Copy out every row below with "set a point on each" replaced by "mark each one" and nothing else altered. Leave the pictures out of your copy.

*** Data to use ***

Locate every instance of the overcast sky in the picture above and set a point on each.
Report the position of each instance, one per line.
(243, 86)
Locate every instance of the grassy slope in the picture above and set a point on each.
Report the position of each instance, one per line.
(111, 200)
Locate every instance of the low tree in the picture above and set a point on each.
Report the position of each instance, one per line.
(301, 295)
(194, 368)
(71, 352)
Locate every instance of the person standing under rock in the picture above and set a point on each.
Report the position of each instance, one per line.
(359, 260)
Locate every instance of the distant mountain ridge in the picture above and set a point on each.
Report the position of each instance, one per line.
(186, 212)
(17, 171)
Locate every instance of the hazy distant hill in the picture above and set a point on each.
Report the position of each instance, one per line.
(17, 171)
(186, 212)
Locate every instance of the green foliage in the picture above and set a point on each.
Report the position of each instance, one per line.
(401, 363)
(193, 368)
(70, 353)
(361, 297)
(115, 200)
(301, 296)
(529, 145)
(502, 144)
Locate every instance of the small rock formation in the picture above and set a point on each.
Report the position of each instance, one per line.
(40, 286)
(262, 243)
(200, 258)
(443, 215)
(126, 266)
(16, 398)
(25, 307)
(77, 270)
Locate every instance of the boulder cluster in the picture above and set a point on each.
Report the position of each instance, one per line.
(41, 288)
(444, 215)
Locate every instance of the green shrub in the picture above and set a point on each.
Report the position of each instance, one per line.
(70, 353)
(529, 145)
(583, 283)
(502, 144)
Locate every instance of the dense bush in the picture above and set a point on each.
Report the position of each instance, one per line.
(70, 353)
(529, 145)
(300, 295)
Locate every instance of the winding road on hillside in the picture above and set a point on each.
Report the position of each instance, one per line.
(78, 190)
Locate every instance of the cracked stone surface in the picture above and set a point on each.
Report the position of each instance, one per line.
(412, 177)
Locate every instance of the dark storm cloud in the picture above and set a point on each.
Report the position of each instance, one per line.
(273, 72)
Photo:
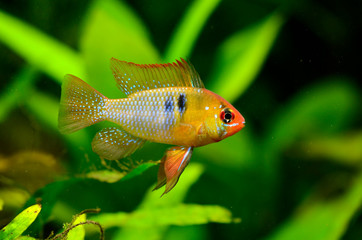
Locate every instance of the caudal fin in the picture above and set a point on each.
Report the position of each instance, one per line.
(80, 105)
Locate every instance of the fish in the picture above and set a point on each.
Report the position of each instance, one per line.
(166, 103)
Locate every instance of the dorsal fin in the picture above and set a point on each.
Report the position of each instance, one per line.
(132, 77)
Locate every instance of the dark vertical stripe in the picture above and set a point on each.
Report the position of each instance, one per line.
(181, 102)
(168, 104)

***

• **Finished answer**
Locate every instance of the overcast sky in the picture above and mark each one.
Report the position of each instance, one per line.
(243, 86)
Locate every instance of the grassy slope in the picture above and mark each one.
Report the position of each instance, one per line.
(111, 200)
Locate every instance of the low tree in the picture above and mark each one.
Report the position of each instance, one per line.
(301, 295)
(194, 368)
(71, 352)
Locate every instance of the person standing under rock in the picture above and mark each one.
Report the position of each instance, one per line.
(359, 260)
Locate every instance of the distant mountain ridge in the picture above and mark each one.
Report the position of each instance, one per line.
(186, 212)
(17, 171)
Locate every instance of the hazy distant hill in the picture above and mark each one.
Report the position of each instance, one per line.
(17, 171)
(186, 212)
Locate every instance of the green foliage in the picture above and mark each one.
Report the position of each instance, one per line.
(401, 363)
(193, 368)
(70, 353)
(361, 297)
(115, 200)
(301, 296)
(529, 145)
(502, 144)
Locate every instance of the small rock formation in the picture above and mark each one.
Report the position of each instance, one per line.
(40, 286)
(262, 243)
(200, 258)
(443, 215)
(126, 266)
(16, 398)
(25, 307)
(77, 270)
Locate every instance of the boulder cluster in the picture above and mark each one.
Report the position of each instance, one per line.
(41, 288)
(444, 215)
Locate every instance of the green shrub in the picture above and mark each one.
Report the position of each instance, one per line.
(70, 353)
(529, 145)
(583, 283)
(502, 144)
Locate every instance of the dense bush in the picture above and mark each one.
Report the position of each instance, one per line.
(70, 353)
(529, 145)
(300, 295)
Locate every instance of the winding road on hillside in the picture above and mark each one.
Report the position of each instance, one per line.
(78, 190)
Locate every instance of the cracked stone surface in the picture above and mark each one.
Report the position of each instance, one per line.
(412, 177)
Locate every instance of the dark storm cloud in the picture above and mark each one.
Report the position of each instance, one per line.
(273, 72)
Photo:
Locate every instance of the caudal fin in the picture above and mark each one.
Report the position of each instance, one per line.
(80, 105)
Locate every instance of the fish in the picture above and mark each one.
Report the position of each instance, one per line.
(166, 103)
Locate every instance of the dorsal fin in the picture above and mark each one.
Report the position of each instance, one per line.
(132, 77)
Locate every instance of the dark vertical stripe in the picture above and mark each one.
Report the position of each instance, one per line.
(181, 102)
(168, 104)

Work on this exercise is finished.